▸ **Trecho do texto**:
Foi um choque. Samuel, irmão mais velho da vítima e grande parceiro das brincadeiras e piadas nos encontros de família, não fazia ideia dessa relação. Ele tinha visto Debora acompanhada de Sérgio apenas duas vezes, na igreja. Inclusive perguntou quem era. A caçula desconversou, disse que era apenas um amigo.
“Talvez fosse um rolo, algo que estava começando. Minha irmã era muito reservada, não apresentaria se não fosse importante”, diz Samuel, acostumado com o jeito discreto de Debora, principalmente quando o assunto era a própria intimidade. O primogênito, aliás, nunca soube o nome do homem até 20 de maio deste ano.
Naquela tarde de outono, aos 43 anos, Debora Tereza Corrêa foi assassinada por Sérgio Murilo dos Santos, policial civil de 47 anos. Ela estava no trabalho. O feminicida entrou no prédio da Secretaria de Educação, na 511 Norte, identificou-se na portaria e caminhou até a sala onde ela trabalhava. Pouco depois, após discutirem no corredor, sacou a arma, matou a professora e, em seguida, suicidou-se.

▸ **Listagem de dados**:
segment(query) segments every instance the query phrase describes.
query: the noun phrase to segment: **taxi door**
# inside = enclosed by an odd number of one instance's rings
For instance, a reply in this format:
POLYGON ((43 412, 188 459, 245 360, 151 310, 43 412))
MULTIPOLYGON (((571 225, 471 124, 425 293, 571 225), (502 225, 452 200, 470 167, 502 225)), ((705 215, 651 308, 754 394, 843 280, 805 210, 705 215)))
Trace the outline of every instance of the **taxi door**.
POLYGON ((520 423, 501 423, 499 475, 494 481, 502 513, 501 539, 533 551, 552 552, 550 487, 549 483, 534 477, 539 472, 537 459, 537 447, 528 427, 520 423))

▸ **Detalhes do exercício**:
Transcreva sem qualquer alteração o trecho da reportagem sobre a morte de Debora que se abre com as palavras contendo "Foi um choque." e se fecha com "maio deste ano.".

▸ **Solução completa**:
Foi um choque. Samuel, irmão mais velho da vítima e grande parceiro das brincadeiras e piadas nos encontros de família, não fazia ideia dessa relação. Ele tinha visto Debora acompanhada de Sérgio apenas duas vezes, na igreja. Inclusive perguntou quem era. A caçula desconversou, disse que era apenas um amigo.
“Talvez fosse um rolo, algo que estava começando. Minha irmã era muito reservada, não apresentaria se não fosse importante”, diz Samuel, acostumado com o jeito discreto de Debora, principalmente quando o assunto era a própria intimidade. O primogênito, aliás, nunca soube o nome do homem até 20 de maio deste ano.